▸ **INSTRUCTIONS TO FOLLOW**:
Update the rows below by replacing each "bounding box" with "box coordinates", and leave everything else unchanged.

Rows of box annotation data:

= = =

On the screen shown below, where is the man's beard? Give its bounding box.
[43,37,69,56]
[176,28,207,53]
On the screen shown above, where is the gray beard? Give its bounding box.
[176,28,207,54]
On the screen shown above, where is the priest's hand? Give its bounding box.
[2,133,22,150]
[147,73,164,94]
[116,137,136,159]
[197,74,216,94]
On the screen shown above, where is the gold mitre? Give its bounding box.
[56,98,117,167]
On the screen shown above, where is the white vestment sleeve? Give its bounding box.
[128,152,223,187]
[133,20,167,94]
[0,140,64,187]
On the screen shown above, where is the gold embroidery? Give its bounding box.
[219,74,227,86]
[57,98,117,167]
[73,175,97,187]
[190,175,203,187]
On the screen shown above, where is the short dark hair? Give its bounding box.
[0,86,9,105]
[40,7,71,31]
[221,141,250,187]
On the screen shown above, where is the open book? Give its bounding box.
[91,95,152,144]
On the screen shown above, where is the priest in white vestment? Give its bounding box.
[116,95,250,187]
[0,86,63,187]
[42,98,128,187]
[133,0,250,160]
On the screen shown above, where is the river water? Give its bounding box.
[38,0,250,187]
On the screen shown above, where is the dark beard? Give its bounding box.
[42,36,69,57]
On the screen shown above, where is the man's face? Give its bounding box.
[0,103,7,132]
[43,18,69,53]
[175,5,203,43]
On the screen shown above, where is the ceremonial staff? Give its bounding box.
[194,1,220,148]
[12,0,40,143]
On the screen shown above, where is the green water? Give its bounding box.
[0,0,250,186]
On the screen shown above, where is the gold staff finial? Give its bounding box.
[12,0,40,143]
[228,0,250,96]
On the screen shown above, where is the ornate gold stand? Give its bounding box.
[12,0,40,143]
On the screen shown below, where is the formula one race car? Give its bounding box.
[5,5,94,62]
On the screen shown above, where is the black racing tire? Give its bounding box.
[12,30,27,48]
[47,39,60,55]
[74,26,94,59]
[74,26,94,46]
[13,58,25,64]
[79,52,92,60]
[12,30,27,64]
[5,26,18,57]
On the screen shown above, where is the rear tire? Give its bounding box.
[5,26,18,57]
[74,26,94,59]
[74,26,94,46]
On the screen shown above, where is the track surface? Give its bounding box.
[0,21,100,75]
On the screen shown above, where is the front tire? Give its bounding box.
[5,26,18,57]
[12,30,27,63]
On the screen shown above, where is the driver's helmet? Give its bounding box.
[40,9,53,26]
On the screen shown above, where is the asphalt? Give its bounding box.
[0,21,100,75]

= = =

▸ **OUTPUT**:
On the screen shown below, where is the man's beard? Give its box coordinates.
[43,37,69,56]
[176,28,207,53]
On the screen shown above, where is the gray beard? Give its box coordinates.
[176,28,207,54]
On the screen shown above, where is the priest's hand? Give its box coordinates.
[2,133,22,150]
[147,73,164,94]
[116,137,136,159]
[197,74,216,94]
On the screen shown above, where is the gold mitre? Give its box coordinates.
[56,98,117,167]
On the screen shown above, where is the white vestment sleeve? Give its box coordinates.
[128,152,223,187]
[133,20,167,94]
[0,140,64,187]
On the screen shown above, where is the gold embroidery? Give its box coordinates.
[219,74,227,86]
[57,98,117,167]
[73,175,97,187]
[190,175,203,187]
On the screen shown above, where is the short dark hair? Give its box coordinates.
[0,86,9,105]
[40,7,71,31]
[221,141,250,187]
On the screen shown above, where is the open book? Give its box coordinates.
[91,95,152,144]
On the screen shown above, where is the priest in white vestment? Give its box coordinates.
[116,95,250,187]
[0,86,63,187]
[42,98,128,187]
[133,0,250,160]
On the screen shown above, where is the river water? Give its box coordinates.
[38,0,250,187]
On the screen shown above, where is the dark beard? Give its box coordinates.
[42,36,69,57]
On the screen shown above, where is the man's face? Give its box coordinates.
[0,103,7,132]
[43,18,69,53]
[175,5,203,43]
On the screen shown above, where is the ceremonial staff? Give its box coordinates.
[194,1,220,148]
[12,0,40,143]
On the screen shown above, where is the green water? Give its box coordinates.
[0,0,250,186]
On the screen shown above, where is the gold staff finial? Give its box coordinates.
[12,0,40,143]
[228,0,250,96]
On the screen shown above, where is the ornate gold stand? Give its box coordinates.
[12,0,40,143]
On the screen shown below, where is the formula one race car? Give its box coordinates.
[5,5,94,62]
On the screen shown above, where is the black racing tire? Give its box coordinates.
[12,30,27,48]
[47,39,60,55]
[74,26,94,59]
[74,26,94,46]
[13,58,25,64]
[79,52,92,60]
[12,30,27,64]
[5,26,18,57]
On the screen shown above, where is the rear tire? Give its box coordinates.
[5,26,18,57]
[74,26,94,59]
[74,26,94,46]
On the screen shown above, where is the track surface? Give its box coordinates.
[0,21,100,75]
On the screen shown above, where is the front tire? Give its box coordinates.
[5,26,18,57]
[12,30,27,63]
On the screen shown above, where is the driver's helmet? Give its box coordinates.
[40,9,53,26]
On the screen shown above, where is the asphalt? Give its box coordinates.
[0,21,100,75]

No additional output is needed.